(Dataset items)

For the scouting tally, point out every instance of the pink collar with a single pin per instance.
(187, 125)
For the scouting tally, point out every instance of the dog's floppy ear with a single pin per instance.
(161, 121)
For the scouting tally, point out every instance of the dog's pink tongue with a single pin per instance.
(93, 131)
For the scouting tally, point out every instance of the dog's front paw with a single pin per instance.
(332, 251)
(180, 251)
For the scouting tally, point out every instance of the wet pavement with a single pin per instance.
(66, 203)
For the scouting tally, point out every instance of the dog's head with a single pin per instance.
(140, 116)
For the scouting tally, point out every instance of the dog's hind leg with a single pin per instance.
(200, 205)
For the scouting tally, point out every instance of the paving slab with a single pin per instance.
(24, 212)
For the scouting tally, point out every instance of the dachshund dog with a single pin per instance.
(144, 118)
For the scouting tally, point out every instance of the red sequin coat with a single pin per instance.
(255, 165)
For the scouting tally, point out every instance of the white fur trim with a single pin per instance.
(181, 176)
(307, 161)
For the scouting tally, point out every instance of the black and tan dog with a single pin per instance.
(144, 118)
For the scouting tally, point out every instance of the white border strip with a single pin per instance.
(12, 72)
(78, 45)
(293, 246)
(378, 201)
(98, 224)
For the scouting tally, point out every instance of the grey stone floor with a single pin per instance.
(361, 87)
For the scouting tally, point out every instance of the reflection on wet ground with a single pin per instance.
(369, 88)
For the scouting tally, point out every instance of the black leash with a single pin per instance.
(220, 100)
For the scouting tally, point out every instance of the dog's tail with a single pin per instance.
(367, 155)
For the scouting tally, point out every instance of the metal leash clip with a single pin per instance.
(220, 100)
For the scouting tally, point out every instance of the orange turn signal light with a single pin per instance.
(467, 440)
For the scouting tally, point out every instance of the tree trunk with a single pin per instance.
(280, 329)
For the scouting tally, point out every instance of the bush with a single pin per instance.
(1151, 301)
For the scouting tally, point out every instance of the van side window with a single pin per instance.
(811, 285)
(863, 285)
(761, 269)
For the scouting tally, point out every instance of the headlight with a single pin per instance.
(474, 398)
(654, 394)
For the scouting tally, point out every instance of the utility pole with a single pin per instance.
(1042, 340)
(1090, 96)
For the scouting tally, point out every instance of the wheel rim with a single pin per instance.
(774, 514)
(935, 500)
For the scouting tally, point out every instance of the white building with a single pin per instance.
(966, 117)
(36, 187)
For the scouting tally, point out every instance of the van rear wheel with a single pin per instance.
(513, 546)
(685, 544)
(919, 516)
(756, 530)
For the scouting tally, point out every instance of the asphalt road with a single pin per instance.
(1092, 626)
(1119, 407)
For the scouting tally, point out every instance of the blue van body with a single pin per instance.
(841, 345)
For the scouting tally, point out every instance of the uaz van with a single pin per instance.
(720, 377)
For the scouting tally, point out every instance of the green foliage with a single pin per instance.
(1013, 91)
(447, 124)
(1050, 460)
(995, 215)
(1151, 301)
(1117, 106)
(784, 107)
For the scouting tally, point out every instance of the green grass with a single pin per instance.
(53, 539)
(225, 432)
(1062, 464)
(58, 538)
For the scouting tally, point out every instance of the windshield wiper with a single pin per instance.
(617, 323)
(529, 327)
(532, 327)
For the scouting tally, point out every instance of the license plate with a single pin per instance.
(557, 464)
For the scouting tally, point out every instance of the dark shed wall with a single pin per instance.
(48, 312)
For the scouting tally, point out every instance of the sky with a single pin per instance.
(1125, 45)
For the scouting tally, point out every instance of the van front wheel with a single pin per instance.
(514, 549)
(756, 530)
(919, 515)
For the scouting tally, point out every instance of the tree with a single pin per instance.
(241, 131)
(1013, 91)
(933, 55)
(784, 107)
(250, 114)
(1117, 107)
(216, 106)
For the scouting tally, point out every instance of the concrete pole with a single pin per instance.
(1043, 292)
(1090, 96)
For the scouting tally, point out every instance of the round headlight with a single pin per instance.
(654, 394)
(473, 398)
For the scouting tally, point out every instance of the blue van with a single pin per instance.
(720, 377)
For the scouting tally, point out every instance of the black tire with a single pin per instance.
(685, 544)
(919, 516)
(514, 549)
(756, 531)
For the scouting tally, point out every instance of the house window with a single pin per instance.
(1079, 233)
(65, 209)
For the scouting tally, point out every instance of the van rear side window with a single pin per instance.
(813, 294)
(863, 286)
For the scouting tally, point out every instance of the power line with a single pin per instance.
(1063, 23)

### Given problem:
Give the rows above as a JSON list of strings, one per line, starting at the line that contains "For the scouting tally, point out every instance of the power" and continuing through the final row. Leave out any blank lines.

### Answer to the problem:
[
  "For the scouting tally, point out every instance of the power line with a single pin per instance.",
  "(1063, 23)"
]